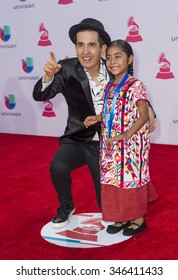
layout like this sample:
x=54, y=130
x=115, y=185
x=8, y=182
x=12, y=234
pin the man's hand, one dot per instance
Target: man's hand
x=51, y=67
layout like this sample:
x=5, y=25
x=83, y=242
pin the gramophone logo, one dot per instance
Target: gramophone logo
x=27, y=64
x=44, y=40
x=5, y=33
x=164, y=70
x=133, y=35
x=48, y=109
x=10, y=101
x=65, y=2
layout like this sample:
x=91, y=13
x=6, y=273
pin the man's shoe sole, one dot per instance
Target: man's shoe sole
x=59, y=225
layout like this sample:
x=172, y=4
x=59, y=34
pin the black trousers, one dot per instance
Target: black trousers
x=72, y=156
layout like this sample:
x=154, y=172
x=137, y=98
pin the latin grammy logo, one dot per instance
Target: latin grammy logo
x=134, y=35
x=48, y=109
x=164, y=70
x=44, y=41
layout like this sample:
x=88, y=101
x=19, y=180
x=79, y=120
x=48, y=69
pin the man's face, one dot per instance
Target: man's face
x=88, y=50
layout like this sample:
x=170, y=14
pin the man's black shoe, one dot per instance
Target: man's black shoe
x=64, y=213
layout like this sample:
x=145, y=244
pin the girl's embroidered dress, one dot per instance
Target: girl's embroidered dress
x=125, y=178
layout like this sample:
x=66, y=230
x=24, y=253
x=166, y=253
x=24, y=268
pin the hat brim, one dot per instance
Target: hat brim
x=74, y=29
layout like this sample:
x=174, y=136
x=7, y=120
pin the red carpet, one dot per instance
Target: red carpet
x=28, y=202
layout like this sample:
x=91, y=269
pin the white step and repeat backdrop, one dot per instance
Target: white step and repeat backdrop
x=30, y=29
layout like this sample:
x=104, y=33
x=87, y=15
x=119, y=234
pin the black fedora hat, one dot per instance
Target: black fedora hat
x=89, y=23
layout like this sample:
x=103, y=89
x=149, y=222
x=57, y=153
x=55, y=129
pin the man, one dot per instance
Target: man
x=81, y=80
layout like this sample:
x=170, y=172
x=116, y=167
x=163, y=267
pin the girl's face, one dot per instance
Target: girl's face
x=117, y=62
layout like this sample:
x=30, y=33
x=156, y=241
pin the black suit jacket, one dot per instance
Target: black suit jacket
x=73, y=83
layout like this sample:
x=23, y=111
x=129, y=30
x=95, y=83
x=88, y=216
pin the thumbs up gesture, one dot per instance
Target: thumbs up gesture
x=51, y=67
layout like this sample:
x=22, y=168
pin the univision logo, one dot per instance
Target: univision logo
x=27, y=64
x=5, y=33
x=65, y=2
x=10, y=101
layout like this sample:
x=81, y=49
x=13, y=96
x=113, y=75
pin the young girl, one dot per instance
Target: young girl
x=125, y=144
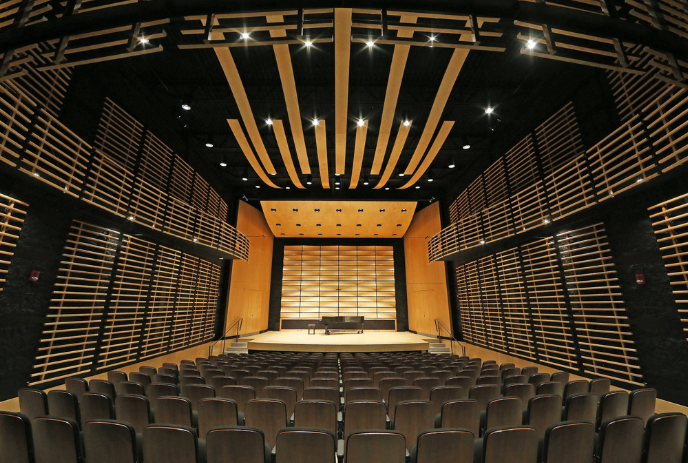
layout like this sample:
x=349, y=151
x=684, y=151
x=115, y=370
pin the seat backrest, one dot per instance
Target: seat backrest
x=133, y=409
x=612, y=405
x=515, y=444
x=401, y=394
x=283, y=393
x=174, y=410
x=303, y=445
x=363, y=416
x=102, y=387
x=316, y=414
x=441, y=394
x=504, y=411
x=641, y=402
x=15, y=438
x=213, y=413
x=664, y=438
x=108, y=441
x=461, y=414
x=64, y=404
x=236, y=445
x=375, y=447
x=569, y=442
x=621, y=440
x=444, y=446
x=56, y=440
x=268, y=415
x=483, y=394
x=196, y=392
x=543, y=411
x=411, y=417
x=165, y=444
x=33, y=402
x=96, y=406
++++++
Request: From the records above, pull out every line that contains the string "face".

Written solution:
pin the man's face, one dot per instance
Target: man's face
pin the girl's face, one dot per instance
Target: girl's face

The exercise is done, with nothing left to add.